-- MATERIALS PROVIDED --
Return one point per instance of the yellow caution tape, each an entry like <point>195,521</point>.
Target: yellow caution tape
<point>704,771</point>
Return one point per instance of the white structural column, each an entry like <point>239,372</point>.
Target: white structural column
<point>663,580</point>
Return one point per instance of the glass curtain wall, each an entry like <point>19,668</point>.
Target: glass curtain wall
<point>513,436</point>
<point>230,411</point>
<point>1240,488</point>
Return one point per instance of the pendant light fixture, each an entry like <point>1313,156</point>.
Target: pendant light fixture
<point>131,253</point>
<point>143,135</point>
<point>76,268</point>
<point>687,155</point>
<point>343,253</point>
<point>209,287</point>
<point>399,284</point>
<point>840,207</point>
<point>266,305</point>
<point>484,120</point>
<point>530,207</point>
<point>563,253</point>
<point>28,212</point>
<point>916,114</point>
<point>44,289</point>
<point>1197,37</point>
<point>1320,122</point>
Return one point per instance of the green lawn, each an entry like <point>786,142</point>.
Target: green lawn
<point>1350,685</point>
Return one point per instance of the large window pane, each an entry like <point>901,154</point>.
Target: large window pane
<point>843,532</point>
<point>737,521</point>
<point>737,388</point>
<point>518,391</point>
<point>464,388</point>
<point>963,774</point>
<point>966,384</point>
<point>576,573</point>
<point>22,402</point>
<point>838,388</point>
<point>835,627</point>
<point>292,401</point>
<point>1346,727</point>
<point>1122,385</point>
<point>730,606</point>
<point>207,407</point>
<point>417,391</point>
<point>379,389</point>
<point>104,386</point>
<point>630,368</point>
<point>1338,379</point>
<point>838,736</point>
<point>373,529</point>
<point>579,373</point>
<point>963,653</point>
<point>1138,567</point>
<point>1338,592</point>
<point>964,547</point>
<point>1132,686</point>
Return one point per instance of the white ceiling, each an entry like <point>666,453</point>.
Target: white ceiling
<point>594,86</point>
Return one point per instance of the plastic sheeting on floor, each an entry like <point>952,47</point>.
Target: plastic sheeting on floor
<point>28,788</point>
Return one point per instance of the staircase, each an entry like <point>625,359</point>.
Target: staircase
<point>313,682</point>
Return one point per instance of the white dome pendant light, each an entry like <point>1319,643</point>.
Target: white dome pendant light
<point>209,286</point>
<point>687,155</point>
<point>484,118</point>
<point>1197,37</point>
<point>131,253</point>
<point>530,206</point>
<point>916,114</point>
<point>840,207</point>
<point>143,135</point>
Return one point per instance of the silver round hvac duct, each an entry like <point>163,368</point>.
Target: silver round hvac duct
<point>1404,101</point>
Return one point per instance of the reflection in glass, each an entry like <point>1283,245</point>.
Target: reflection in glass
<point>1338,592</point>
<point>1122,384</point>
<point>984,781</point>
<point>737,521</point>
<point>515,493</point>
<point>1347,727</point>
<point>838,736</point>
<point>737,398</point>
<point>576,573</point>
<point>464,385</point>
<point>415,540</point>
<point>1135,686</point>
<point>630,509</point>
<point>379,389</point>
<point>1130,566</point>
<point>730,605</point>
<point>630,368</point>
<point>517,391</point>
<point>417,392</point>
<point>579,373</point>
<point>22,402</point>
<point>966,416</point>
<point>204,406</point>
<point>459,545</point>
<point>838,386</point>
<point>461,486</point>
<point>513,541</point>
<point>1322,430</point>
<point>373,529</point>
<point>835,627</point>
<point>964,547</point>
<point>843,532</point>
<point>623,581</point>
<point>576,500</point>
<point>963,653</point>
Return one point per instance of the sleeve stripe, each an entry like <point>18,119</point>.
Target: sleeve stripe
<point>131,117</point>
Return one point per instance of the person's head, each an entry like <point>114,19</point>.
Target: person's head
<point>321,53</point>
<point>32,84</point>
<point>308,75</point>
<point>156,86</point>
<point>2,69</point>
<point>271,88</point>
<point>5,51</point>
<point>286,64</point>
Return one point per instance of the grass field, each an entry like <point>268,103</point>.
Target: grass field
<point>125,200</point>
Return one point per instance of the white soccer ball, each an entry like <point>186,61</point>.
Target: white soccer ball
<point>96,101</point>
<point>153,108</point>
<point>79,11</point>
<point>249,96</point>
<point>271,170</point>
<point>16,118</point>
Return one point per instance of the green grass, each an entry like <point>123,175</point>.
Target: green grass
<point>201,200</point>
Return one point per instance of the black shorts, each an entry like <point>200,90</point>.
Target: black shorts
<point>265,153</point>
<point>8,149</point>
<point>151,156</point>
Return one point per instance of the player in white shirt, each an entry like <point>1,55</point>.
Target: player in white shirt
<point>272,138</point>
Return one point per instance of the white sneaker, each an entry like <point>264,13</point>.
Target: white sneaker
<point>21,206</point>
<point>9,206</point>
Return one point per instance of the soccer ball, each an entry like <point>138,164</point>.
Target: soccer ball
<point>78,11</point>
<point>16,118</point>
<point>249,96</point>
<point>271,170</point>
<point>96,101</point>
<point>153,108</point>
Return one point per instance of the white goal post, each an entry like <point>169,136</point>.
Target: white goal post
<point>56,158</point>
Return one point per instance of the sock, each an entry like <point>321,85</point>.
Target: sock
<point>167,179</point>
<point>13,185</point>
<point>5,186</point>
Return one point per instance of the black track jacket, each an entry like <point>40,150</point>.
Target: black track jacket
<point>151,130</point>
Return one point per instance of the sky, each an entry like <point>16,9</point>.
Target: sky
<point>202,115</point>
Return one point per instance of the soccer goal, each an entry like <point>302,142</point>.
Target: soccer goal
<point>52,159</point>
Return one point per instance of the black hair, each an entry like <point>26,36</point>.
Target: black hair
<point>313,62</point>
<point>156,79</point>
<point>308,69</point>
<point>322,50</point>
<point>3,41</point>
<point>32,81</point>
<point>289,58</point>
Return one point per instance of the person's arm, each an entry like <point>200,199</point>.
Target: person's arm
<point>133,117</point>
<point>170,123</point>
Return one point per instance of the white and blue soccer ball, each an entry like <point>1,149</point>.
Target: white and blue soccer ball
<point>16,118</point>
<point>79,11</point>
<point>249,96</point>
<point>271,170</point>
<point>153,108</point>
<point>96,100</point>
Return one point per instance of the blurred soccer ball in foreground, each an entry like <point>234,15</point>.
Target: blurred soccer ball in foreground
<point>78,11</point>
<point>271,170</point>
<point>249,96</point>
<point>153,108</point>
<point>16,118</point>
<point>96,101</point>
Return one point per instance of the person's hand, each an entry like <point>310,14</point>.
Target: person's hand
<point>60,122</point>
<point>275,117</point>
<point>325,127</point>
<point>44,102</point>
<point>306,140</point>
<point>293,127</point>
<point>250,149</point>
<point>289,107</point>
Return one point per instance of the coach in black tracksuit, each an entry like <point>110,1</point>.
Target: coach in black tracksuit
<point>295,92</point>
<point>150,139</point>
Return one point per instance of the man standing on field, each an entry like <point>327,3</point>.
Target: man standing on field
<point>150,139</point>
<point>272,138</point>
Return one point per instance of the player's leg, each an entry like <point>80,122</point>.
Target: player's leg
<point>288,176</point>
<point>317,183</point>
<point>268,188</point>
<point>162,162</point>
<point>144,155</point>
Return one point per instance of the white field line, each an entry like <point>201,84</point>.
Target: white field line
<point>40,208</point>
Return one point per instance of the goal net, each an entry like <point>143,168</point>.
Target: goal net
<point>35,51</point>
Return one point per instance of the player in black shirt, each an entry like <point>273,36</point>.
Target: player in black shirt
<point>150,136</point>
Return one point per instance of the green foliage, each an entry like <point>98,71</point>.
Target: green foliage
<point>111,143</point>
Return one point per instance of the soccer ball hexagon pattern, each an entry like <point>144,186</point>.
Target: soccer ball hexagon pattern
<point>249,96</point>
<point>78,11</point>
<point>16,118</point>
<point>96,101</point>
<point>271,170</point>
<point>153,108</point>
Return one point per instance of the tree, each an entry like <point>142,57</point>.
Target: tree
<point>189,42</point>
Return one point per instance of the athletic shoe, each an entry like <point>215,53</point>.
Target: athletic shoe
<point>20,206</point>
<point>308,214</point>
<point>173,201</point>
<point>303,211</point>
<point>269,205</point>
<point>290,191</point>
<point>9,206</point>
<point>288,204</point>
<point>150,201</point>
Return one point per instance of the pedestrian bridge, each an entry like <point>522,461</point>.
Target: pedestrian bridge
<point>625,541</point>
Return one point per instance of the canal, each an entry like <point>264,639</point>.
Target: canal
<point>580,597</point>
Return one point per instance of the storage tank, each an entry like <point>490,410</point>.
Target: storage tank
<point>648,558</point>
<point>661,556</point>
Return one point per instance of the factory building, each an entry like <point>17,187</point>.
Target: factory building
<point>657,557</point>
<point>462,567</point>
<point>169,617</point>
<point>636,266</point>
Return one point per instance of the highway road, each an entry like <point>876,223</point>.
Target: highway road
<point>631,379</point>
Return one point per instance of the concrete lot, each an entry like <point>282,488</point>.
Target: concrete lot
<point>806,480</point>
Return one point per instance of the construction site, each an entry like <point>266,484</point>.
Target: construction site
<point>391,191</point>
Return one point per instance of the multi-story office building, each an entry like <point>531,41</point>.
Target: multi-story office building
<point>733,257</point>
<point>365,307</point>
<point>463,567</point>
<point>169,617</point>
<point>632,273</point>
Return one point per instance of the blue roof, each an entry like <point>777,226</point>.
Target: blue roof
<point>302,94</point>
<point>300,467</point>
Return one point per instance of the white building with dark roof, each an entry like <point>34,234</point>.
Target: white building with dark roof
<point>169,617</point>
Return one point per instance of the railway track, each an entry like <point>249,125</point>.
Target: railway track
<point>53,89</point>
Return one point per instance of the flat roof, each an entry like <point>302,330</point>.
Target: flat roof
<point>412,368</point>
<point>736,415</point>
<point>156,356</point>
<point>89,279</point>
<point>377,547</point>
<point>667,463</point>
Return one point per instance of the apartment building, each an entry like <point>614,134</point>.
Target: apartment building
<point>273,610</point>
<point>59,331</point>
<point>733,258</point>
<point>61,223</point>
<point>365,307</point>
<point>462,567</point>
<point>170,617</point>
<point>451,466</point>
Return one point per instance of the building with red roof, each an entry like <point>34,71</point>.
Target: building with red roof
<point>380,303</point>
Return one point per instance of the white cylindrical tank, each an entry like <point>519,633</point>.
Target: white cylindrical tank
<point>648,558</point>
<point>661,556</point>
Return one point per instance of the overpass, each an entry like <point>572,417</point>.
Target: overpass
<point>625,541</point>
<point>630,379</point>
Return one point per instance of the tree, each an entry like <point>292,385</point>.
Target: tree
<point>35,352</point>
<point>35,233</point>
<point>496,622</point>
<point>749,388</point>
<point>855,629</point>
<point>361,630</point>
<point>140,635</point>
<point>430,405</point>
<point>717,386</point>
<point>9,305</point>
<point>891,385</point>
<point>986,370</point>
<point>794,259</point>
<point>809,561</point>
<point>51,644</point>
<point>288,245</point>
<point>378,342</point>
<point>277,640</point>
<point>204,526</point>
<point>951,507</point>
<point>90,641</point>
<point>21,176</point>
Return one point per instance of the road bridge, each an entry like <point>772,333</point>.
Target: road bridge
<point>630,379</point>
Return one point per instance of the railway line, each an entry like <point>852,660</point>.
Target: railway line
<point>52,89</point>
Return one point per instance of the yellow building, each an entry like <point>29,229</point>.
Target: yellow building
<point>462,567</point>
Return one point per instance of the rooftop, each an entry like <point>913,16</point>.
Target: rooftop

-- TASK GOAL --
All lines from the one with "entry like <point>292,385</point>." through the final line above are to be quoted exactly; quote no other line.

-- REPLY TO THE EXERCISE --
Return one point per instance of the tree, each an entry like <point>292,385</point>.
Target: tree
<point>35,352</point>
<point>35,233</point>
<point>496,622</point>
<point>749,388</point>
<point>855,629</point>
<point>361,630</point>
<point>140,635</point>
<point>430,405</point>
<point>717,386</point>
<point>9,305</point>
<point>891,385</point>
<point>986,370</point>
<point>794,259</point>
<point>809,561</point>
<point>51,644</point>
<point>288,245</point>
<point>378,342</point>
<point>277,640</point>
<point>204,526</point>
<point>951,507</point>
<point>90,641</point>
<point>21,176</point>
Return one point per instance of the road bridge, each an entry like <point>772,333</point>.
Target: road bridge
<point>630,379</point>
Return one point per instance of the railway line, each an entry like <point>852,660</point>.
Target: railway line
<point>52,89</point>
Return one point per instance of the yellow building, each an entry like <point>29,229</point>.
Target: yellow building
<point>462,567</point>
Return one point per instance of the rooftop, each an entry like <point>913,16</point>.
Target: rooftop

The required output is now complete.